--- Excerpt provided ---
The longest example of this is one of my fave clips, Funhouse favorite and interview subject Robert Staats giving the pitch for the “Fabulous Judeo-Christian Good Guy Kit” in Harry Hurwitz’s The Projectionist (1971). Staats is of course wonderfully funny (although the AFA audience laughed sporadically, as some of the quicker lines were darker ones that hint that the kit is only for those who *don’t* want to be actual good guys…). Dante and Davison not only show the mock-commercial in its entirety, but they keep Hurwitz’s follow-up: various images of Heaven culled from old movies. (Hurwitz was one of the all-time masters at incorporating vintage Golden Age footage into his nostalgia-drenched comedies.)

 

The piece de resistance in terms of the opposite of the above, real commercials that seemed ridiculously ill-conceived, was a Bufferin ad campaign with the tagline “strong medicine for sensitive people.” The sensitive people include a Black social worker having to relocate an old White couple; a mother whose husband is going a “Great Santini” number on their son, trying to make him macho with the gift of a rifle; a draft board member who has to deal with a small business owner (Dolph Sweet) begging him to not draft his only young worker; and a college administrator who is dealing with teenage protesters on his campus. 

The campaign is a stunner and, according to Dante, only ran once (or was shelved entirely after being shot and edited). It remains an amazing concept and a definite link to the late Sixties.

 

The other clip that was a humdinger but is sadly not online was one of those Art Linkletter moments where you realized that his humor was just as sadistic as Allen Funt’s (actually more so). Hosting a “stunt” game show, Linkletter tells us they found a woman with a phobia for mice. He’s going to ask her to reach into a box of rats to fetch a 10-dollar bill. The lady is brought out and is very disturbed by the prospect of rats brushing by her hand; she turns the offer down. 

Linkletter increases the money amount over and over until it reaches $100 and the lady agrees to reach in the box. At this point Linkletter, who has been holding a magician’s box with no back, moves it as if the rats are trying to leap out of the box toward her — but the “rats” in question are just pads over which a woman’s hair is arranged (called “rats” back in the ‘50s). We the audience knew this all along, and in classic sadistic game show fashion, the studio audience is laughing up a storm over the woman being in terror of rats. (Maury Povich’s “Phobia!” episodes thus had a precursor — and, again, Art L. is shown to be a devious guy [who of course hated hippies, blaming them for the death of his daughter, a story that the original Orgy viewers surely knew].)
--- Extracted information ---
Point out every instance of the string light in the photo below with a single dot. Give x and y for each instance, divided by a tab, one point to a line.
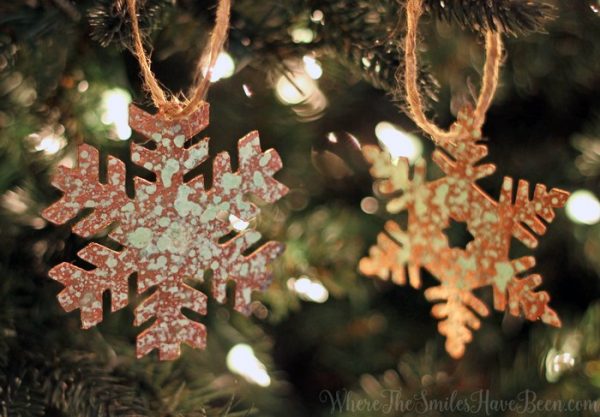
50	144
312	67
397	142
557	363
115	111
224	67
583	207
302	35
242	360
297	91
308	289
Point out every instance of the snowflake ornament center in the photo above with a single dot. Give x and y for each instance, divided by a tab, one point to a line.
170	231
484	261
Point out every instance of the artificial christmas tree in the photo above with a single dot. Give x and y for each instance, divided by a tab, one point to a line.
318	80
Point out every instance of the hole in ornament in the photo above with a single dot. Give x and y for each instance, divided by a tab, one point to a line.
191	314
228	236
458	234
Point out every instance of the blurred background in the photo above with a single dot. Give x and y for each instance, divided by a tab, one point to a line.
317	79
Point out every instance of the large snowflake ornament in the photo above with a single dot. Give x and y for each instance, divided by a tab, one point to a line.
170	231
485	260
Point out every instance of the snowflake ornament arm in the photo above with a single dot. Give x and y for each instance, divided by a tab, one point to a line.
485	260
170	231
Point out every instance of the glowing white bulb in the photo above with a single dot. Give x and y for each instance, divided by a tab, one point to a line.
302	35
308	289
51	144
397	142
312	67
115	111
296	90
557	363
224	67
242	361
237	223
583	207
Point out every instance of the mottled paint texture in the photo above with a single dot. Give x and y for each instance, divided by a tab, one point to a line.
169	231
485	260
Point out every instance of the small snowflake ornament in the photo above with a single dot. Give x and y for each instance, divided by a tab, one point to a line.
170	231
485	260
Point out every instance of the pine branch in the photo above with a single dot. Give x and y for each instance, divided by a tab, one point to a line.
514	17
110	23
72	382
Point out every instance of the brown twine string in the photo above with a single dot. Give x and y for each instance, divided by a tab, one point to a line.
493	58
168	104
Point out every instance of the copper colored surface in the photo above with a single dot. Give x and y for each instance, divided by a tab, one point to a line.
---
--- Extracted information ---
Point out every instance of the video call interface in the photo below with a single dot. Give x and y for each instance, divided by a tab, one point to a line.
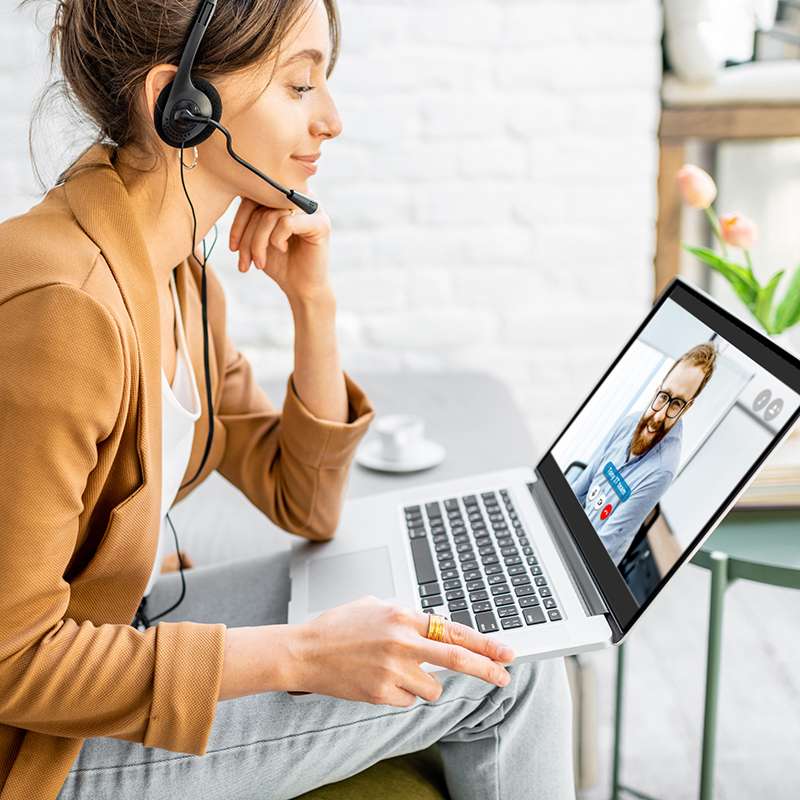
---
Task list.
[A] Rewrite the paragraph of the excerpt that begins "The piece de resistance" as a short list, keeping its main facts.
[B] Copy the part of the excerpt starting at "The other clip" and ending at "the offer down.".
The rows aren't needed here.

Activity answers.
[A]
- The best example of a real commercial that seemed ridiculously ill-conceived was a Bufferin ad campaign.
- Its tagline was "strong medicine for sensitive people."
- The sensitive people included:
  - a Black social worker who has to relocate an old White couple
  - a mother whose husband tries to make their son macho by giving him a rifle
  - a draft board member facing a small business owner (Dolph Sweet) who begs him not to draft his only young worker
  - a college administrator dealing with teenage protesters on his campus

[B]
The other clip that was a humdinger but is sadly not online was one of those Art Linkletter moments where you realized that his humor was just as sadistic as Allen Funt’s (actually more so). Hosting a “stunt” game show, Linkletter tells us they found a woman with a phobia for mice. He’s going to ask her to reach into a box of rats to fetch a 10-dollar bill. The lady is brought out and is very disturbed by the prospect of rats brushing by her hand; she turns the offer down.